(Text under study begins)

As the first and oldest of the inflation theories, the quantity theory of money views inflation as primarily a “monetary” occurrence. In other words, the influence of the amount of money in the economy takes precedence over all other factors, including income levels, demand for goods, and frequency of spending (aka, the velocity of circulation or velocity of money).
Money has no intrinsic value. The US dollar was taken off the gold standard by Richard Nixon and has been handled by the Federal Reserve since. Therefore it’s value is set like any other commodity, supply and demand. It’s worth what someone will give you for it.
When Ronald Reagan entered office in 1981, he had to handle a multi-year (and multi-presidency) double digit sustained inflation. The cure was painful, tight money supply and high interest rates for the first two years of his presidency. The process was laborious but had the virtue of working every time it’s tried. Reagan and the Federal Reserve Chairman Paul Volker cut inflation from 13.5% in 1980 to 3.21% in 1983.
Fast forward to 2021, Democrats inherits an inflation rate of 1.23%, partially from reduced economic activity caused by Covid. Not to be outdone, President Joe “Come on man!” Biden and the Democrats in Congress would not let a good crisis go to waste. Massive unfunded spending, such as the 2.2 trillion 2021 “Build Back Better Bill” (better called the “Build Back Broke Plan”) and the “Inflation Reduction Act” (aka the “Inflation Production Act”) adding a reported 800 billion in outlays (actually over another trillion). Please don’t forget the bi-partisan Infrastructure Bill of 2021, coming in at only 1.2 trillion.

(Text under study ends)
(Extracted material begins)

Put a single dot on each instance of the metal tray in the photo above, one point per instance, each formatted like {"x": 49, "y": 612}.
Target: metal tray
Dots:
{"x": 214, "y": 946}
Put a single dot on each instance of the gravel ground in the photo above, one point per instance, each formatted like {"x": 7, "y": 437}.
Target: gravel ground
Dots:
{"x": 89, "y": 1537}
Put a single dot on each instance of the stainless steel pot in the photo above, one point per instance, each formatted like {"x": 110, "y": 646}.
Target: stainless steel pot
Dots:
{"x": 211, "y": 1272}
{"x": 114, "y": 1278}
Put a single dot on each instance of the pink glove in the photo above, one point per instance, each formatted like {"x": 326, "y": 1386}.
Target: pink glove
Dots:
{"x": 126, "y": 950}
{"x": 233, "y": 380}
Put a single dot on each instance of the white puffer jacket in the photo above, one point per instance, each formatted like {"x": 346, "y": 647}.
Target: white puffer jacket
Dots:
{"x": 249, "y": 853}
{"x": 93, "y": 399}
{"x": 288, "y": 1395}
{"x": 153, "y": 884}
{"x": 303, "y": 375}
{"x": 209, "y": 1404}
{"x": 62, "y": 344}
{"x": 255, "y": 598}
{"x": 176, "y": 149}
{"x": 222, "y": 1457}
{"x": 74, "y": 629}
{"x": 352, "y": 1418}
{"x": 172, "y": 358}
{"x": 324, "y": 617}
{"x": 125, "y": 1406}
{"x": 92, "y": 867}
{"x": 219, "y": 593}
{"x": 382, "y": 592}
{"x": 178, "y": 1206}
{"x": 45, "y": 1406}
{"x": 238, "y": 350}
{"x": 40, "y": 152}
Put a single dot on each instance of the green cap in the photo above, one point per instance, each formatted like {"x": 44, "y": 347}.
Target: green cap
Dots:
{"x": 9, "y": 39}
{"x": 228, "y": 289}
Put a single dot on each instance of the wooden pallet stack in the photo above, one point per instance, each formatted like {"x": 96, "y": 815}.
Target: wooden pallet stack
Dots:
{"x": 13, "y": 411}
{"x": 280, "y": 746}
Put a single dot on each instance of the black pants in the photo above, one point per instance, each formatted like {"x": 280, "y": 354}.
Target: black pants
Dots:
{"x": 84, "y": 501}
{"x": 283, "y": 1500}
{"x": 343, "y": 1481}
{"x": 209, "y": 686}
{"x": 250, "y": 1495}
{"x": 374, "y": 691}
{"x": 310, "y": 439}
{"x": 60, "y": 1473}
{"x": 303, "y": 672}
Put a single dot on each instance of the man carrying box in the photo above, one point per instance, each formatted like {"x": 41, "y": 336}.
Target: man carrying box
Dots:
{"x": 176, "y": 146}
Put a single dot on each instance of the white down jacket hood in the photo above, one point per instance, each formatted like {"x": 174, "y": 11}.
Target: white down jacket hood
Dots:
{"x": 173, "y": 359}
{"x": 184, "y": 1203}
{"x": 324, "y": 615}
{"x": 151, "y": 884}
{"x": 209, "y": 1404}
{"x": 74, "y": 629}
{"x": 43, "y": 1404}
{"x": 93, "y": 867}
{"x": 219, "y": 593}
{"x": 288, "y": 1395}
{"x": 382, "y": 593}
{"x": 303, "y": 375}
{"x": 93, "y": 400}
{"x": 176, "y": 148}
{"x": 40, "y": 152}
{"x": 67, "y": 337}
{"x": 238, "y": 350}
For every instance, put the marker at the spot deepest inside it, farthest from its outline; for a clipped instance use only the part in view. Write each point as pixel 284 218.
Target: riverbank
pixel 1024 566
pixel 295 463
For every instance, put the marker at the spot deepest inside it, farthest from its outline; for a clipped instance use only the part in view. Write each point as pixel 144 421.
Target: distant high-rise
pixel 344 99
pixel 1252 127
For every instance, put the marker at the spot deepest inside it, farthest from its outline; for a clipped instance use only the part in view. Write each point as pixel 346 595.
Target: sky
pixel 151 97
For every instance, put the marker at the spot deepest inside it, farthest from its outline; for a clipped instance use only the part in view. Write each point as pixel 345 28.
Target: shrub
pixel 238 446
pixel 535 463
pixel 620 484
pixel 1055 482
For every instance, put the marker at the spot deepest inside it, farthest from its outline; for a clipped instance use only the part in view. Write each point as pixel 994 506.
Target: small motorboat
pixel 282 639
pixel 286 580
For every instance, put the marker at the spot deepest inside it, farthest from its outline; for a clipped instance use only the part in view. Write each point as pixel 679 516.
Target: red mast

(Extracted material ends)

# Problem to work on
Print the part of the inflation text from "As the first" up to and including "velocity of money).", word for word.

# Expected output
As the first and oldest of the inflation theories, the quantity theory of money views inflation as primarily a “monetary” occurrence. In other words, the influence of the amount of money in the economy takes precedence over all other factors, including income levels, demand for goods, and frequency of spending (aka, the velocity of circulation or velocity of money).